1089345_high_jump_2The following comment was left yesterday and I thought it was worthy of its own article as I have seen numerous things of this type happen over the years:

This is my first year as a professional teacher; I have three (90-minute block scheduled) enthusiastic groups of students who have begun to test their boundaries. I love the students, and I want to keep them secure and in control. Perhaps someone might have some advice on a discipline problem I encountered yesterday:

Yesterday, almost half of my last class left two minutes before the bell rang. The chaotic clean-up process, which I will adjust, contributed to their opportunism, but I was shocked, angered, and embarrassed that this happened.

I took down the names of the students who remained, and marked the rest as tardy, but this seems insufficient, and not in keeping with the school’s attendance policy. I would appreciate any advice on addressing this problem. Thanks very much!

When it all boils down, this is exactly the same as when a group of students starts a food fight in the cafeteria or when a group starts yelling or shoving or any other sort of “mob mentality” problems. For that matter, it’s the same as one student consistently skipping class or ignoring the school’s tardy policy or refusing to turn in work on time or whatever.

Essentially the question here is how to address students who don’t seem to feel like the rules apply directly to them. Here’s how I would handle it:

  1. Check with your principal or other school administration to see what their recommendation is. It’s always much easier to follow their advice than having to explain to parents why you didn’t consult administration before punishing their baby. This also shows the principal that you are interested in doing the right thing and being a team player, while still trying to get a better handle on your classroom management.

**Given request 1**
Translate this sentence from the passage on classroom discipline into Spanish: "Yesterday, almost half of my last class left two minutes before the bell rang."

**Dataset entries**
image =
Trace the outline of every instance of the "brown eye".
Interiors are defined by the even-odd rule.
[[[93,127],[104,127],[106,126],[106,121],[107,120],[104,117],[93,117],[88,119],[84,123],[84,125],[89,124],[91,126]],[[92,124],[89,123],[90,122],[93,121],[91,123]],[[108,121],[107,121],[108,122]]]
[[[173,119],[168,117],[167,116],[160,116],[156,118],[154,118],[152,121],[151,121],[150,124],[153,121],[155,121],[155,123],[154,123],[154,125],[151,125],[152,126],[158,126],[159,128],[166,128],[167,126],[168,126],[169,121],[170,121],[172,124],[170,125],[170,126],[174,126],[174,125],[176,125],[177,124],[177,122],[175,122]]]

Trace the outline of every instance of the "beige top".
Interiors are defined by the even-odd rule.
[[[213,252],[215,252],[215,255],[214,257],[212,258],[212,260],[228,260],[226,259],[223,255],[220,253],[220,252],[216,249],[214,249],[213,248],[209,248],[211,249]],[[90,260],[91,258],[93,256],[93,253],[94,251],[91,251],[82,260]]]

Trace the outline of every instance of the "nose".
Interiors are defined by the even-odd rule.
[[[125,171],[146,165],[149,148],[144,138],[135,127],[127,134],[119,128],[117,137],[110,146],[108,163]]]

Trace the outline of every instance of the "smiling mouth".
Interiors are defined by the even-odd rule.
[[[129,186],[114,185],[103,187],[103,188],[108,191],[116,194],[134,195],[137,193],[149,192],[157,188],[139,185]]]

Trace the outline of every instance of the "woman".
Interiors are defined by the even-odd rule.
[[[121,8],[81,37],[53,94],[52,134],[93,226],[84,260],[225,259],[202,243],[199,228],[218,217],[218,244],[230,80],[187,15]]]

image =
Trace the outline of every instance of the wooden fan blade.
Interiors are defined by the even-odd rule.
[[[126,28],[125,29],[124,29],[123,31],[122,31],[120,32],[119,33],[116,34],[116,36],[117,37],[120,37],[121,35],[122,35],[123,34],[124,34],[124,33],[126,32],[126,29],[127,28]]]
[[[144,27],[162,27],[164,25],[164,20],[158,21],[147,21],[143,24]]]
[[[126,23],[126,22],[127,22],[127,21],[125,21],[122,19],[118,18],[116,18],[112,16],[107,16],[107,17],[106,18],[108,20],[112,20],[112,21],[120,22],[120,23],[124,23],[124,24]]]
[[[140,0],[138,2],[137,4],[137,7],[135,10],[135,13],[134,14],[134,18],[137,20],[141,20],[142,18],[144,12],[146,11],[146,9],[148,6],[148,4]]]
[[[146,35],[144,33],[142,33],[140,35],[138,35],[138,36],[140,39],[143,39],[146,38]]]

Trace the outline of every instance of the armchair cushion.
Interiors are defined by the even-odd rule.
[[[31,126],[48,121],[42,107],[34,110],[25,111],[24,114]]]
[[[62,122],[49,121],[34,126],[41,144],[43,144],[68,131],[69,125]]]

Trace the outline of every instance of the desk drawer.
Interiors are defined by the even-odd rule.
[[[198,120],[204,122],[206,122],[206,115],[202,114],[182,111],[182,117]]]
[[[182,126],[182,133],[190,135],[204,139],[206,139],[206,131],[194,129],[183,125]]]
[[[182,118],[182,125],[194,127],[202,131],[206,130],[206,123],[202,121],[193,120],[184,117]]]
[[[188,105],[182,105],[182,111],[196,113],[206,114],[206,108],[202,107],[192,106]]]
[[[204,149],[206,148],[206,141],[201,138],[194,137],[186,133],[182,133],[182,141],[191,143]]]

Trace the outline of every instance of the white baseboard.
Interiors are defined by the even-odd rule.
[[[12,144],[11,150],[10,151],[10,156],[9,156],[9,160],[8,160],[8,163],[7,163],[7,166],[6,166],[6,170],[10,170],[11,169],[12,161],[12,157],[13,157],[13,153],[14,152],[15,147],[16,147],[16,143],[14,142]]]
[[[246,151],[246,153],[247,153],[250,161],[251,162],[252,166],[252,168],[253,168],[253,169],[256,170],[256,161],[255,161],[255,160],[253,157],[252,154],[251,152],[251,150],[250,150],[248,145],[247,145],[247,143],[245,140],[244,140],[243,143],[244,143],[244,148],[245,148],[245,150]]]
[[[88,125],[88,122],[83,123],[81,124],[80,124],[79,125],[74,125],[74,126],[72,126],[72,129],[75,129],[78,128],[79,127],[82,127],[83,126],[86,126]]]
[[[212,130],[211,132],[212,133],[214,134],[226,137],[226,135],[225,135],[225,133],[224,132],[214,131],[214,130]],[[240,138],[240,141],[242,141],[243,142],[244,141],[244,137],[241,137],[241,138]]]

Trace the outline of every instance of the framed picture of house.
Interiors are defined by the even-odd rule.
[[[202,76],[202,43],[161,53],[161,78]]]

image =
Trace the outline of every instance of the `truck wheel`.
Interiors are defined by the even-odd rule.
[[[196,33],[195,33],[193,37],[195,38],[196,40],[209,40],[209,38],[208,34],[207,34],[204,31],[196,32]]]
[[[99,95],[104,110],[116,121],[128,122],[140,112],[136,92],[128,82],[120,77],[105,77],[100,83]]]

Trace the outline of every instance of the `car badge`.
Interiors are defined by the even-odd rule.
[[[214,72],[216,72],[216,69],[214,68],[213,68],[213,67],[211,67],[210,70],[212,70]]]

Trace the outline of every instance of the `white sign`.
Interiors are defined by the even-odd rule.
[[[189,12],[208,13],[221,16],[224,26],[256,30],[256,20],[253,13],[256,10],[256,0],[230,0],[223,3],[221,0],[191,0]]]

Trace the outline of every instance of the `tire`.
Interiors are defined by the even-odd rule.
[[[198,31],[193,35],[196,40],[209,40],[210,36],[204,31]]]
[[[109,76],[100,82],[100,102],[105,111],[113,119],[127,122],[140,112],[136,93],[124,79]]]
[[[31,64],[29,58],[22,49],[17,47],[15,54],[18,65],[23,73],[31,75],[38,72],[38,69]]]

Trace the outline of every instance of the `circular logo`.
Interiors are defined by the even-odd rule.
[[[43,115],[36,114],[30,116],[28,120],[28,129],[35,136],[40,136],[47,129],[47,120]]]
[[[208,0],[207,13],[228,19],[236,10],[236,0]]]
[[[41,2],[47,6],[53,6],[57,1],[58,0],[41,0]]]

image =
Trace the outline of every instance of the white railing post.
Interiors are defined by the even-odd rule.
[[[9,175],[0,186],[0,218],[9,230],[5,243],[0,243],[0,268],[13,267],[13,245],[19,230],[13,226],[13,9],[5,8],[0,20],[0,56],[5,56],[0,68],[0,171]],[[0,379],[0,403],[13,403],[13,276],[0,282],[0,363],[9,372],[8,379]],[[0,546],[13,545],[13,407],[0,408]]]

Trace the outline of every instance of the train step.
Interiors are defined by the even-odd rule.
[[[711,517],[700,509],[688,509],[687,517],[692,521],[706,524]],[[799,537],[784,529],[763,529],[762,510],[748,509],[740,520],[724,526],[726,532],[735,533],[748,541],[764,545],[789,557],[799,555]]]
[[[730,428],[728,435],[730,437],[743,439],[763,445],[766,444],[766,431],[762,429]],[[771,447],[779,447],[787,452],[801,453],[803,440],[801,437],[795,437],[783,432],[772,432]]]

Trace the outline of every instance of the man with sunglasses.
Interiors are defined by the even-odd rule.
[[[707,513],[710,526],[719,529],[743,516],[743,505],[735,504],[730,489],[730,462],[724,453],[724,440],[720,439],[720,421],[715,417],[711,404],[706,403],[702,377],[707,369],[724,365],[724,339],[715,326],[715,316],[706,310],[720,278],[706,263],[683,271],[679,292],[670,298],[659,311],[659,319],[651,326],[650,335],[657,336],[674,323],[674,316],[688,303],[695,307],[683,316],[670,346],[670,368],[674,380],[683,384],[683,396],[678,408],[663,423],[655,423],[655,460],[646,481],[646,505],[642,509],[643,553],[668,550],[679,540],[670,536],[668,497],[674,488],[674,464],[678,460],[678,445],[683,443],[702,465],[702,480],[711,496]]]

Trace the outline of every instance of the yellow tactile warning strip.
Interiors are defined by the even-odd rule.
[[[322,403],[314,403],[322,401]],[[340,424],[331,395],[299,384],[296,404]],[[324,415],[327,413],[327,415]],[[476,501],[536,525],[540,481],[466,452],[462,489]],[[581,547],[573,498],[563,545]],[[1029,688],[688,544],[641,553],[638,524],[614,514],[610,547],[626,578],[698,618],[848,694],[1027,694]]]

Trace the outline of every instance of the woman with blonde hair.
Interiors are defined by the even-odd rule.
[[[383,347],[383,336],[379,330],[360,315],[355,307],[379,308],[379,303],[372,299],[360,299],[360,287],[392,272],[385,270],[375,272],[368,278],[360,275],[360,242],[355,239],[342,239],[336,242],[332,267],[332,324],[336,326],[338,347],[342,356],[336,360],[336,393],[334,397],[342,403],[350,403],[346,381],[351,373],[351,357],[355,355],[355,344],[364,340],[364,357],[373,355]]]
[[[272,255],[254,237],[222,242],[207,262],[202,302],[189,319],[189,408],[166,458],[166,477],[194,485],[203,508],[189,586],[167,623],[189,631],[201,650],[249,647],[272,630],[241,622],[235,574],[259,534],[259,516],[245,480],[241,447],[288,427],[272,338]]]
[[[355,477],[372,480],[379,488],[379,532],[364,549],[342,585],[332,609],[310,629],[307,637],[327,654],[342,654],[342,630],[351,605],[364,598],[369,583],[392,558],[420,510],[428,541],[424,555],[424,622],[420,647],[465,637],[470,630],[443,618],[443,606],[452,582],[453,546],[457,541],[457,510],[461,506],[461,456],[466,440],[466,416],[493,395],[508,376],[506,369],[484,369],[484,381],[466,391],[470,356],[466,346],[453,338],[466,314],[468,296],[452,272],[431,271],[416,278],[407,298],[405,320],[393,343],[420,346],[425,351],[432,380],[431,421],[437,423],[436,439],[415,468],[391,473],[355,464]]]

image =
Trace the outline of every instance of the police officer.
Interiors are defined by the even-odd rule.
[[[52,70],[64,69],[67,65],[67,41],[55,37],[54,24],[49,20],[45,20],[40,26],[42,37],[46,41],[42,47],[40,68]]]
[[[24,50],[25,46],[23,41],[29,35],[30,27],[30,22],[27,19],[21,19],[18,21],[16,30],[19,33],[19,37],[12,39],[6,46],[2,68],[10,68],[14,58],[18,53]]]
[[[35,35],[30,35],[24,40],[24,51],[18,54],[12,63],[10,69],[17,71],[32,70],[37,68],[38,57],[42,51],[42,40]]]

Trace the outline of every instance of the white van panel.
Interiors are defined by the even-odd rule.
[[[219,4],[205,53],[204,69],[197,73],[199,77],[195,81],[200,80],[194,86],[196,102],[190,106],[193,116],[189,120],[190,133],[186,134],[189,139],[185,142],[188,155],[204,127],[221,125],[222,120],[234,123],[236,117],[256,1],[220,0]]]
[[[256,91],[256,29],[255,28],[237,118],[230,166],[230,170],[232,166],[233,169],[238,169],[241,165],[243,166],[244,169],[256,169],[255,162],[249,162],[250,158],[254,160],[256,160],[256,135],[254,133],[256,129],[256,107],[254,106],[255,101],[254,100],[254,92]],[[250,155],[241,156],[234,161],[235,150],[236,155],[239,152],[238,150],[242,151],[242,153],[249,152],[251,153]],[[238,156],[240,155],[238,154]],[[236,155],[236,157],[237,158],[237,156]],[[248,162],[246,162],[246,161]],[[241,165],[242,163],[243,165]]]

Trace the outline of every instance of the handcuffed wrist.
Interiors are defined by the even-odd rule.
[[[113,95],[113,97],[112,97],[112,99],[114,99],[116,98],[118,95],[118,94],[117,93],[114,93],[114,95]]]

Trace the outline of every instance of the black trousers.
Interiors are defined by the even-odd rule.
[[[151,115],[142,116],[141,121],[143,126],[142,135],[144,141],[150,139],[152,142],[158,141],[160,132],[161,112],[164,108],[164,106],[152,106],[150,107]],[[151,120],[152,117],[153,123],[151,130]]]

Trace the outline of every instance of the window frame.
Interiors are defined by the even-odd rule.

**Given request 2**
Update the rows from the line containing "Trace the outline of every instance of the black" through the end of the rows. Replace "window frame" with "door frame", leave everything else unchanged, and return only those lines.

**Task result 1**
Ayer, casi la mitad de mi última clase se fue dos minutos antes de que sonara el timbre.

**Task result 2**
Trace the outline of every instance of the black trousers.
Interiors are defined by the even-odd rule.
[[[151,115],[142,116],[141,121],[143,126],[142,135],[144,141],[150,139],[152,142],[158,141],[160,132],[161,112],[164,108],[164,106],[152,106],[150,107]],[[151,120],[152,117],[153,123],[151,130]]]

Trace the outline of every instance of the door frame.
Interiors are defined by the even-odd rule.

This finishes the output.